*Problem description*: The answer must be the lines from the one containing "one marker per instance, written like [405,46]" through the last line of the data below, copied exactly, with nothing else.

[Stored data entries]
┌──

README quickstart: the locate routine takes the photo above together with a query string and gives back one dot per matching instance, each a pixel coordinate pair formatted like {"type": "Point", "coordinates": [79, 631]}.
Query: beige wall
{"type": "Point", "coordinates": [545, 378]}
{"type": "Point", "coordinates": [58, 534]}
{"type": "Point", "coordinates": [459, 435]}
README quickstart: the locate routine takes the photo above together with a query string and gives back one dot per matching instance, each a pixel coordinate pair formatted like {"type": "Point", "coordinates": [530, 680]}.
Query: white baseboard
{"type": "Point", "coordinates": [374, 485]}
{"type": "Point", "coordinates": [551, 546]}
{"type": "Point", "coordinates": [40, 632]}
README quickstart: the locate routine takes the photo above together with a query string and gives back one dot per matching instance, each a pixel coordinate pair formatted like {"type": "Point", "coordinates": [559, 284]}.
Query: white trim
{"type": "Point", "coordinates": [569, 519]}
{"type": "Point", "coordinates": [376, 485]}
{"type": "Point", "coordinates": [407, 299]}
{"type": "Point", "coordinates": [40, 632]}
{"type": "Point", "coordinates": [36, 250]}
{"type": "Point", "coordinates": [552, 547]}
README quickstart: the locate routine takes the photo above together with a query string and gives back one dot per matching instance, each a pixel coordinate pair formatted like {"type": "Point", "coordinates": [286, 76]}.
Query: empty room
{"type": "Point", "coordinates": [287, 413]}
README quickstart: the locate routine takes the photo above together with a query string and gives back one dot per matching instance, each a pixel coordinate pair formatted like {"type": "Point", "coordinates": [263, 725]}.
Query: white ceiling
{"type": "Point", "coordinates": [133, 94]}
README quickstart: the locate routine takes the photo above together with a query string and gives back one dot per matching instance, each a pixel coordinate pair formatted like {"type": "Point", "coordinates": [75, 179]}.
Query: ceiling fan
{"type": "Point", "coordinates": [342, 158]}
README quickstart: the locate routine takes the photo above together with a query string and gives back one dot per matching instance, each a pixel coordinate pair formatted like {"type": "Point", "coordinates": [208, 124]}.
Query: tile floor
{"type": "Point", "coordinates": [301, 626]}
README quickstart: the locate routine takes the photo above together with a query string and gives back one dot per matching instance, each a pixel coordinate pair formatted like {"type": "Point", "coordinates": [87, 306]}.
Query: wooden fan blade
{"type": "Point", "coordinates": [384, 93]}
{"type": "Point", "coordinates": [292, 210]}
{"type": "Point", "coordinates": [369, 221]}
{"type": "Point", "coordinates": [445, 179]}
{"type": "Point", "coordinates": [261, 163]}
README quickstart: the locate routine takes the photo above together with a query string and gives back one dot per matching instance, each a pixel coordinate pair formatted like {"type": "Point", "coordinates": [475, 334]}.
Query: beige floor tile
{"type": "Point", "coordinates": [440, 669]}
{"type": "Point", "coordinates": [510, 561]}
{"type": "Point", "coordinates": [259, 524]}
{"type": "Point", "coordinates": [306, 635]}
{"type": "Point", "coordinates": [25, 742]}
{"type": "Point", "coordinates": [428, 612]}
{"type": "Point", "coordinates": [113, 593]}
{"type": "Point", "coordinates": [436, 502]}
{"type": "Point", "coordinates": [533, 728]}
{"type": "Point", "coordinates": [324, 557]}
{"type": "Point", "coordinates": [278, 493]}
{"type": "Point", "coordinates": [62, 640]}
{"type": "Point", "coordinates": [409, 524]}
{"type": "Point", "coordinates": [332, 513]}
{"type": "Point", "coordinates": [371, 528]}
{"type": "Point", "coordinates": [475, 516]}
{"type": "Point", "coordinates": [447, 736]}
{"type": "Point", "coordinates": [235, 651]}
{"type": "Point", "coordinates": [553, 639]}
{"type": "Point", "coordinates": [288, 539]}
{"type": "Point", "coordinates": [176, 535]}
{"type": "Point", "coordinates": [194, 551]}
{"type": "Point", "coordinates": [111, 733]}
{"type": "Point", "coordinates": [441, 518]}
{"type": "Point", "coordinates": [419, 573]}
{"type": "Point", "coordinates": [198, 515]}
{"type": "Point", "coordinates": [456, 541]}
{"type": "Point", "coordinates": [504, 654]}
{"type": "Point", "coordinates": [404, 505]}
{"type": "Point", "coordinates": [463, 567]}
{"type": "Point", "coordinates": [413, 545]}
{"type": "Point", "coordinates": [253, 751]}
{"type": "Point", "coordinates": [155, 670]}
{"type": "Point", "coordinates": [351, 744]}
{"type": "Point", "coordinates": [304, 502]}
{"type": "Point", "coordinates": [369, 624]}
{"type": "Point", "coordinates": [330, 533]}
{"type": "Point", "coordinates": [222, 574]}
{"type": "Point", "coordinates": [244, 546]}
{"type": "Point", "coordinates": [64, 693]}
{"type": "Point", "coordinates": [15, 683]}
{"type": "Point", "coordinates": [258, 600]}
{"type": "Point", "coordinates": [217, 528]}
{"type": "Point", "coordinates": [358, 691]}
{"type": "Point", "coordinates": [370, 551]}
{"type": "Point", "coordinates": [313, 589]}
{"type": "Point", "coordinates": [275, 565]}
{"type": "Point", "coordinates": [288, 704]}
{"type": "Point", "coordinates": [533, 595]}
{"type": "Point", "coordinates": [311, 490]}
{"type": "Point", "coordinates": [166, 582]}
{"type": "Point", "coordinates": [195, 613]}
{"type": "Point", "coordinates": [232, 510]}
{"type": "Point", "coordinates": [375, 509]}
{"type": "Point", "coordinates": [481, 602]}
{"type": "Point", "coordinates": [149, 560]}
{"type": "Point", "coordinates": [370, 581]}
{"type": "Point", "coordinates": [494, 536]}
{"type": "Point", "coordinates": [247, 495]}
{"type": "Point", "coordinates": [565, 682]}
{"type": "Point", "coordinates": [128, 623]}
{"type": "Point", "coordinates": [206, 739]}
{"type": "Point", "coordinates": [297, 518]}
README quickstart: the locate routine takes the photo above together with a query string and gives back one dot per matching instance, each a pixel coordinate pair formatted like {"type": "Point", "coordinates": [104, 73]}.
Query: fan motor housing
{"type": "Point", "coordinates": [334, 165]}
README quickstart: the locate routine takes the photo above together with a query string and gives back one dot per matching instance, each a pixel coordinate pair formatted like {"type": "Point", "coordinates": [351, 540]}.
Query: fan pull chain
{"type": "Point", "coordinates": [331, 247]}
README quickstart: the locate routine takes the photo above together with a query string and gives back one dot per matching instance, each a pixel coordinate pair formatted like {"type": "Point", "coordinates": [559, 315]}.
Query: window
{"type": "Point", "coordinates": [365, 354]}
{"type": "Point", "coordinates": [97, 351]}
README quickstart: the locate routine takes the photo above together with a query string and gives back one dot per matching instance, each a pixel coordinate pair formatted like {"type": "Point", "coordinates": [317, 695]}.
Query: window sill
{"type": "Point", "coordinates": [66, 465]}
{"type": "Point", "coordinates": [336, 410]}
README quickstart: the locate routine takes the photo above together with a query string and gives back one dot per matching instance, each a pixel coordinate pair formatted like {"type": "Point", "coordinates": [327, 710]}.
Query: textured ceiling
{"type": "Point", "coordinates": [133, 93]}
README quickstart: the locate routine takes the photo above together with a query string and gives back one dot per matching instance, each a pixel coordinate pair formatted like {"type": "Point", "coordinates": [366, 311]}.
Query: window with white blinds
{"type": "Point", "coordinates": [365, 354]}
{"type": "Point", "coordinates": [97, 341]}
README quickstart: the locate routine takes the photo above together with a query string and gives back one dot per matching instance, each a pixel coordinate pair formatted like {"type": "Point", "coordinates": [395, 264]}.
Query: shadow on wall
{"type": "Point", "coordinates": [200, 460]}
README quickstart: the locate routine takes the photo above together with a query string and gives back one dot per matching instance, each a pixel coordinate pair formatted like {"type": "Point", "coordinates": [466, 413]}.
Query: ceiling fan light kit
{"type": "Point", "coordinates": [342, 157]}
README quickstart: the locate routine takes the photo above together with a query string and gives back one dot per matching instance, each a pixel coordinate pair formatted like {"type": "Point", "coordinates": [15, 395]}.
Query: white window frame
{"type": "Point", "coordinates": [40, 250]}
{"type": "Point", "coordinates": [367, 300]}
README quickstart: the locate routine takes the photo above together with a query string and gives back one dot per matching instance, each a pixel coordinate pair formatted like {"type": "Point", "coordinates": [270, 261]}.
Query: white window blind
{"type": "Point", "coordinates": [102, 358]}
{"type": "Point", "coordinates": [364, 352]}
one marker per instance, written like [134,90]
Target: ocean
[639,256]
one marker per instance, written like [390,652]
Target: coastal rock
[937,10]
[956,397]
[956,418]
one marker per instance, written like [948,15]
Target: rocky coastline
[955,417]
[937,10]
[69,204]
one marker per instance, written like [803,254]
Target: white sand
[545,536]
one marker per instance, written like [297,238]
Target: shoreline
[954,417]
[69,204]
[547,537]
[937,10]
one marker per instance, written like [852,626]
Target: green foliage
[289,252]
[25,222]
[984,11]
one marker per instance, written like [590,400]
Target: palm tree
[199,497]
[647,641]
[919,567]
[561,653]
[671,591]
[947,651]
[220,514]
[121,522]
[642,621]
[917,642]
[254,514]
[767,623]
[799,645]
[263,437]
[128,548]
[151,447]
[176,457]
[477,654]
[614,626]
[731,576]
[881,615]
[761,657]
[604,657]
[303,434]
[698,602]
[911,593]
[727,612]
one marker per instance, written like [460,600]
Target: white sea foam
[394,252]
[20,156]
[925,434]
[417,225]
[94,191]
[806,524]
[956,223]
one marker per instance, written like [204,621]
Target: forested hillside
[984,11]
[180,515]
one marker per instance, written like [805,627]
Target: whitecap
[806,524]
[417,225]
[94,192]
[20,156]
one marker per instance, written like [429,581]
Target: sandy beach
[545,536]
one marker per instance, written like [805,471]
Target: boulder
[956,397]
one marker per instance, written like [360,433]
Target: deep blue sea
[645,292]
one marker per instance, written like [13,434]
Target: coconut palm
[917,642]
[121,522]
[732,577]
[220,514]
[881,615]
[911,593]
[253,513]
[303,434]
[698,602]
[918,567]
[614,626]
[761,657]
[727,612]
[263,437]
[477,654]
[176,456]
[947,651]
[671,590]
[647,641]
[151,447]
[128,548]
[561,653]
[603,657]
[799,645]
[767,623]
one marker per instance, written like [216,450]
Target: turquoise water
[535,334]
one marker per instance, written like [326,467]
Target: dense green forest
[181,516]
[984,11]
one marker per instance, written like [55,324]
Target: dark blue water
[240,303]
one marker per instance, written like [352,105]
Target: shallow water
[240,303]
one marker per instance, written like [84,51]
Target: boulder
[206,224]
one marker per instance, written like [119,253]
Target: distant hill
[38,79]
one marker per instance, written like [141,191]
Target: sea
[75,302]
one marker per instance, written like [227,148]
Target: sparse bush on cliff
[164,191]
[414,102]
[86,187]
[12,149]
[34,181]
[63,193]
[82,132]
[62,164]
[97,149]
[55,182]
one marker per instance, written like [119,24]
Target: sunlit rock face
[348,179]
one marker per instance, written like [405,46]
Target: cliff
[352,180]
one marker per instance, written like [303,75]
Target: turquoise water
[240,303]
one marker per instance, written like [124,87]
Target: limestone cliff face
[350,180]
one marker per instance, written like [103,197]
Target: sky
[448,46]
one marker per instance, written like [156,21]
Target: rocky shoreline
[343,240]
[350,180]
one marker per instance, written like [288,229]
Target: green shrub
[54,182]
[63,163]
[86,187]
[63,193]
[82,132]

└──

*Exercise response*:
one marker per instance, written like [405,46]
Target: cliff
[352,180]
one marker per instance, written like [303,75]
Target: turquoise water
[240,303]
one marker per instance, written like [124,87]
Target: limestone cliff face
[350,180]
one marker per instance, written like [103,197]
Target: sky
[448,46]
one marker per instance, written like [156,21]
Target: rocky shoreline
[343,240]
[350,180]
one marker per instance, written like [288,229]
Target: green shrub
[54,182]
[63,163]
[86,187]
[63,193]
[82,132]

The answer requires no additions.